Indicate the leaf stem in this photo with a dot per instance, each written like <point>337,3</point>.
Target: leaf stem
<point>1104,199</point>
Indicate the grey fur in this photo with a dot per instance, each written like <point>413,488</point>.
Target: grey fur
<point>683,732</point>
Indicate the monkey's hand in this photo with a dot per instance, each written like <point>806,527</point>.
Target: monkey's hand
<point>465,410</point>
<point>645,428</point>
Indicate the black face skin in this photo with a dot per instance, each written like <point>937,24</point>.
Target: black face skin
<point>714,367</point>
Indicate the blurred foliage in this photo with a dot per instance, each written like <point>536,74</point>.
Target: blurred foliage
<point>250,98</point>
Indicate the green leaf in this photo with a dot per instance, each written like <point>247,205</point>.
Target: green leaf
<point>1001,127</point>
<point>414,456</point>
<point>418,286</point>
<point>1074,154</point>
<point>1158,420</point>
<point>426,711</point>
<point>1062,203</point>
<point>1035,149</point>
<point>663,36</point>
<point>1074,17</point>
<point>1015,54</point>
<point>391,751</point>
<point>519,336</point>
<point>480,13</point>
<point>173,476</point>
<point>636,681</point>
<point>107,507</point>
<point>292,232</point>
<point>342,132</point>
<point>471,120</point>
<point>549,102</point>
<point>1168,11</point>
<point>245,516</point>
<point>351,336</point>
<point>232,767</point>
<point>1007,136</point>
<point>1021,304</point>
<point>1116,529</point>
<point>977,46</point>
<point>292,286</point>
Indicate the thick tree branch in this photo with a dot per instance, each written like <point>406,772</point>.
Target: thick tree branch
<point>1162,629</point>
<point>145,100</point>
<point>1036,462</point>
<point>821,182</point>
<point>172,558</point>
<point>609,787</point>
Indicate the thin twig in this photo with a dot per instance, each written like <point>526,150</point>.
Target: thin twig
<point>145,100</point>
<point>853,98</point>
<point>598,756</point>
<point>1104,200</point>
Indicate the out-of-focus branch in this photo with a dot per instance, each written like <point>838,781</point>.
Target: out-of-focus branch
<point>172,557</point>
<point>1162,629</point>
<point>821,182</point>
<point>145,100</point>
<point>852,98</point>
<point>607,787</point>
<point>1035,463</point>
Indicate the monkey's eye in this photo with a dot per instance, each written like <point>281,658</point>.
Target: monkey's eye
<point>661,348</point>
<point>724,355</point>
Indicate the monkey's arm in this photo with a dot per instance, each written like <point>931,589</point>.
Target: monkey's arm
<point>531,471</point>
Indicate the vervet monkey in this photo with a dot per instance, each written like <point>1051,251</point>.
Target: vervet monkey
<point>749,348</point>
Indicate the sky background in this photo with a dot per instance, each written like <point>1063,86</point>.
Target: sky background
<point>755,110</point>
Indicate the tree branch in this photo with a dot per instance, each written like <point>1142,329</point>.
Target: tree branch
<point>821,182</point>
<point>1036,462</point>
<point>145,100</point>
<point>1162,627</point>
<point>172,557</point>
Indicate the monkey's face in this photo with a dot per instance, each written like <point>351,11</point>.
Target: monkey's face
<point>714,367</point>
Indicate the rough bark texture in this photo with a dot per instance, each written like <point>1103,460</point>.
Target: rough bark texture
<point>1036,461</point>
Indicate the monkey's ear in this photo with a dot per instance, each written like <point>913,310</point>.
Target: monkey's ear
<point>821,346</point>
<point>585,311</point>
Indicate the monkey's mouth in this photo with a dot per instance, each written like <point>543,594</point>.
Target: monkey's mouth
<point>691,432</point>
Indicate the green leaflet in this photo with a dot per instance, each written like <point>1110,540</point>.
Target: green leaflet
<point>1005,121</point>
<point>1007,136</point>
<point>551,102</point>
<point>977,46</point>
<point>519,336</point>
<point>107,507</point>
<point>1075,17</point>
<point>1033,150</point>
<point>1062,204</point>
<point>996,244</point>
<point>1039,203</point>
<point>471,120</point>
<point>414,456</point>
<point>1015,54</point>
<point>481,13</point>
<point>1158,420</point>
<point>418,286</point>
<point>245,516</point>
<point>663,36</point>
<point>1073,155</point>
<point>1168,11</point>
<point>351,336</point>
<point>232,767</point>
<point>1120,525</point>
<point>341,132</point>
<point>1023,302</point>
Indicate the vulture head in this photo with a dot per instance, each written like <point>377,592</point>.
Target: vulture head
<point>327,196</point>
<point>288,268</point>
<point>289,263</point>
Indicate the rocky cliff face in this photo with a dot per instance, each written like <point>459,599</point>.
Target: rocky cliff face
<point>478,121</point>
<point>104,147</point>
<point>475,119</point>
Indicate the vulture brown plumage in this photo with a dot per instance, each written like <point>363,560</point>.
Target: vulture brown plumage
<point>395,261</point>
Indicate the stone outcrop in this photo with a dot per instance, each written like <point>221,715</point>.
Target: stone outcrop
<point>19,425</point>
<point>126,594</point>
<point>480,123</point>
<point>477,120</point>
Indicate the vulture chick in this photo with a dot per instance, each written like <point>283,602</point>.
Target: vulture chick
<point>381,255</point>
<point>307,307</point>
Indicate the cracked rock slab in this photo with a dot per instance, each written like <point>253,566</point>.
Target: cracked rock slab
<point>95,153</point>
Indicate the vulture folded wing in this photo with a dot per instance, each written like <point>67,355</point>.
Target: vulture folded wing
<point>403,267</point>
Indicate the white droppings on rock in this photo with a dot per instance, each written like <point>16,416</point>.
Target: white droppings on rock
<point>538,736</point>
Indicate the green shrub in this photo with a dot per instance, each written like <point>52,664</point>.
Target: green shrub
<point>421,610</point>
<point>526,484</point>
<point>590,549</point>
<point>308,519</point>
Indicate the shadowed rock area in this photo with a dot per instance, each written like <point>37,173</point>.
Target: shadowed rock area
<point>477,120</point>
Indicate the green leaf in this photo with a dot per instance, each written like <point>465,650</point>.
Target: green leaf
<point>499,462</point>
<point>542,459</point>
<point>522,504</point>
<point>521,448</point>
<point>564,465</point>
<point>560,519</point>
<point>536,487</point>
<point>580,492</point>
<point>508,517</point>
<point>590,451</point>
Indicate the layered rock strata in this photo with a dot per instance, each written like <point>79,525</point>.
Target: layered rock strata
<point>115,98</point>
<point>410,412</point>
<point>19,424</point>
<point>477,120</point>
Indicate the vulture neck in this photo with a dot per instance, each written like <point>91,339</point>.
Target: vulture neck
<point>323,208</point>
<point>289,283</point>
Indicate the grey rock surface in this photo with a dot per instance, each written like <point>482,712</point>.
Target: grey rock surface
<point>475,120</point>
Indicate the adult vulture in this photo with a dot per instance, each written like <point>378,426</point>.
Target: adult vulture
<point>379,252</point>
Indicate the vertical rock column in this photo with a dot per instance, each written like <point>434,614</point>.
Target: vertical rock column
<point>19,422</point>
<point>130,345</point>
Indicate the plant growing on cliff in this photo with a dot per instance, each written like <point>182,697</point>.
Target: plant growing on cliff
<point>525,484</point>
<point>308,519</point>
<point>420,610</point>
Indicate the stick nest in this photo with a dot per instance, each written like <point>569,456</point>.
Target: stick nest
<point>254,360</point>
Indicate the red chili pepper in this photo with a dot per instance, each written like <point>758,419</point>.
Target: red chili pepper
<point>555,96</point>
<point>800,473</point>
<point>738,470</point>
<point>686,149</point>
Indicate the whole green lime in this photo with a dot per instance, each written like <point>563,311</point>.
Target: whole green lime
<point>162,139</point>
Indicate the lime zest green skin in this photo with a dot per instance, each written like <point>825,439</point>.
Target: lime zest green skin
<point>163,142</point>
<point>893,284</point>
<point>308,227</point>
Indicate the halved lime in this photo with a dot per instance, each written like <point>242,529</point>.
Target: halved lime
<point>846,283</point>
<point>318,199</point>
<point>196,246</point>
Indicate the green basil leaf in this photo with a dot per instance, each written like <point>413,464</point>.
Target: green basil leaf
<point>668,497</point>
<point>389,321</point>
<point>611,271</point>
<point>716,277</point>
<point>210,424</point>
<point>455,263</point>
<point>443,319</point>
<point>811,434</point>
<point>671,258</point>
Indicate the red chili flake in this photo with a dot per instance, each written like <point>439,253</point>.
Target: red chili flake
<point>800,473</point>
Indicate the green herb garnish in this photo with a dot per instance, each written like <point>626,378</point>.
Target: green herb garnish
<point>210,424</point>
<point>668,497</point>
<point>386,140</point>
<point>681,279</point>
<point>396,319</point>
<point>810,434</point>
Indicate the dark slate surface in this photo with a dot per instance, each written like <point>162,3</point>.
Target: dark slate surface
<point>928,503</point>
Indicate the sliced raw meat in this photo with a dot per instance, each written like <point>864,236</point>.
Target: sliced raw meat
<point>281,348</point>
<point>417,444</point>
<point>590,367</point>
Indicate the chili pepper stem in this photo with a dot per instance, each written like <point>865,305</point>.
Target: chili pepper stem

■ ■ ■ ■ ■ ■ ■

Job | Copy the rows from the very first line down through the line that contains "<point>250,98</point>", swapping "dot" for "mark" and leaving everything else unchanged.

Completed exercise |
Indicate the leaf stem in this photo with a mark per instance, each written like <point>337,3</point>.
Target: leaf stem
<point>1104,199</point>
Indicate the grey fur in this photo with a mark per instance, each written like <point>413,488</point>.
Target: grey fur
<point>683,732</point>
Indicate the monkey's hand in this photo with a mark per instance, each written like <point>806,527</point>.
Target: monkey's hand
<point>465,410</point>
<point>645,428</point>
Indicate the black face skin in this photo with a mark per instance, each written like <point>937,24</point>.
Target: black face skin
<point>714,367</point>
Indicate the blurred foliage in this photo with a mark per instance, each written like <point>536,74</point>.
Target: blurred foliage
<point>250,98</point>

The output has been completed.